§ **TEXT EXCERPT**
--- START ---
On a macro-economic level, this is poised to be problem of
gigantic proportions. Our country will be a lot older in another 15-35 years
(see illustration) and our population pyramid will start to resemble those of
more developed economies. This is also the period over which most of today’s
existing workforce will retire.
An older population will result in a much higher spending
(as illustrated). This will also be the period when most of today’s workforce
will retire and not have employer provided health insurance.
Add to this, the fact that the bulk of healthcare expenses
incurred in India is out-of-pocket, private spending. Insurance actually pays
for very little (pointing to the low penetration of health insurance in our
country), and the final nail in the coffin, increase in healthcare spends (more
expensive treatments) coupled with healthcare inflation (as shown below) will
erode people’s ability to afford healthcare or deplete their savings
dramatically and you have a recipe for a slowly building disaster of national
proportions.
--- END ---
Source records:
--- START ---
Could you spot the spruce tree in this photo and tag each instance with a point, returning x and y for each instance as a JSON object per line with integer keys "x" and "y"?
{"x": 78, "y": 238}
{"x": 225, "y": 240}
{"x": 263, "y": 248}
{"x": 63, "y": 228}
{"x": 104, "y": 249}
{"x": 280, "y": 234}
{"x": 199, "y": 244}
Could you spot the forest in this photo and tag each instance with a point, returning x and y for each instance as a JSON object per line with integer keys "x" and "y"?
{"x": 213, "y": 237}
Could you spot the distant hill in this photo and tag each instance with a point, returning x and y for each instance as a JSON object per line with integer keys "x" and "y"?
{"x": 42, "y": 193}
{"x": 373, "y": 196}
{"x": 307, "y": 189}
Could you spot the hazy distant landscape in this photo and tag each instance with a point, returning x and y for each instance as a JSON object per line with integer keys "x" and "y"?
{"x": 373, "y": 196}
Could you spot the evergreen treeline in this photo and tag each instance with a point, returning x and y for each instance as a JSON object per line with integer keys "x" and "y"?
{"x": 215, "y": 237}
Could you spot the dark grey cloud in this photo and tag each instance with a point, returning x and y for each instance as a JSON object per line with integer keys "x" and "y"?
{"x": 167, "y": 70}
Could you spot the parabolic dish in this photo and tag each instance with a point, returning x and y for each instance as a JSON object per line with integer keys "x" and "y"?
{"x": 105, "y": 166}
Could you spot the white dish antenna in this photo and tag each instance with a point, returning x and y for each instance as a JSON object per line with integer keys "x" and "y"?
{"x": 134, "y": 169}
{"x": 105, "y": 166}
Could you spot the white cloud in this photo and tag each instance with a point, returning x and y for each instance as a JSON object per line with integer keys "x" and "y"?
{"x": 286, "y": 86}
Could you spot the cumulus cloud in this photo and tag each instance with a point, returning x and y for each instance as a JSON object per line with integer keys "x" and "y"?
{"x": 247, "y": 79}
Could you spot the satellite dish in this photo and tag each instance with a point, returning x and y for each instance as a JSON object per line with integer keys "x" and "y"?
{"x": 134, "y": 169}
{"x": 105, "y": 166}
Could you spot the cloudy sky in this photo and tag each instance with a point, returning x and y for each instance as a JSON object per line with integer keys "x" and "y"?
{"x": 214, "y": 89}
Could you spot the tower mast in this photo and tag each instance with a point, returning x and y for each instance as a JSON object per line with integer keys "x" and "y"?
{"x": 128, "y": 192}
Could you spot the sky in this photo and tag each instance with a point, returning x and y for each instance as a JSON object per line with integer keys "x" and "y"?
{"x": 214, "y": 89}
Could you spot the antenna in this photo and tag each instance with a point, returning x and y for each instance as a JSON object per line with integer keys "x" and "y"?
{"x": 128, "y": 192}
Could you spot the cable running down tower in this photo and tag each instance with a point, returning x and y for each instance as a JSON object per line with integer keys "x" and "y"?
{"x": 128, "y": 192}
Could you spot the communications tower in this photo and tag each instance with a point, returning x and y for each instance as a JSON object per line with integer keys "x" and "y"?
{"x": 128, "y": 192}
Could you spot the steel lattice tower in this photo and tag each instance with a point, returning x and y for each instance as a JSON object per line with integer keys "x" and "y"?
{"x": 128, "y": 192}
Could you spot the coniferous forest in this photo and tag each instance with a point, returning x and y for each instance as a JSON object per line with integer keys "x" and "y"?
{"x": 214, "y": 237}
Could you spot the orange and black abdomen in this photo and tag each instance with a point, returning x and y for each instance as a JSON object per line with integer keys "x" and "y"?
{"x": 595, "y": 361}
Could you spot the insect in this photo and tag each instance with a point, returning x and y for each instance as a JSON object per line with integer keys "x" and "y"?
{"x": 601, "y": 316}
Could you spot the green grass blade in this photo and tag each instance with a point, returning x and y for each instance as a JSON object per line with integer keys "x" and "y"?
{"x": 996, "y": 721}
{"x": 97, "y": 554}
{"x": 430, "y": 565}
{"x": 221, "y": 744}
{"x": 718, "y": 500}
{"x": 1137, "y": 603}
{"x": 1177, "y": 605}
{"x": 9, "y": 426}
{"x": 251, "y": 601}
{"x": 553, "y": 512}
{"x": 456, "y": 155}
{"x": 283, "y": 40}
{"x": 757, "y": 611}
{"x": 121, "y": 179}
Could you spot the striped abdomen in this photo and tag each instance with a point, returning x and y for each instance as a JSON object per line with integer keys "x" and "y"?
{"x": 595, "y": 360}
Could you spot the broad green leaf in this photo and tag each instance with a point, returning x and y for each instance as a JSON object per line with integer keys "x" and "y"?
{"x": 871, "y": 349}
--- END ---
§ **EXERCISE TASKS**
a - Please copy the passage on healthcare costs word for word, starting at "On a macro-economic" and ending at "provided health insurance.".
b - According to the passage on healthcare costs, what kind of spending makes up the bulk of healthcare expenses incurred in India?
This data is separate from the passage on healthcare costs.

§ **OUTPUTS IN ORDER**
a -
On a macro-economic level, this is poised to be problem of
gigantic proportions. Our country will be a lot older in another 15-35 years
(see illustration) and our population pyramid will start to resemble those of
more developed economies. This is also the period over which most of today’s
existing workforce will retire.
An older population will result in a much higher spending
(as illustrated). This will also be the period when most of today’s workforce
will retire and not have employer provided health insurance.

b - Out-of-pocket, private spending.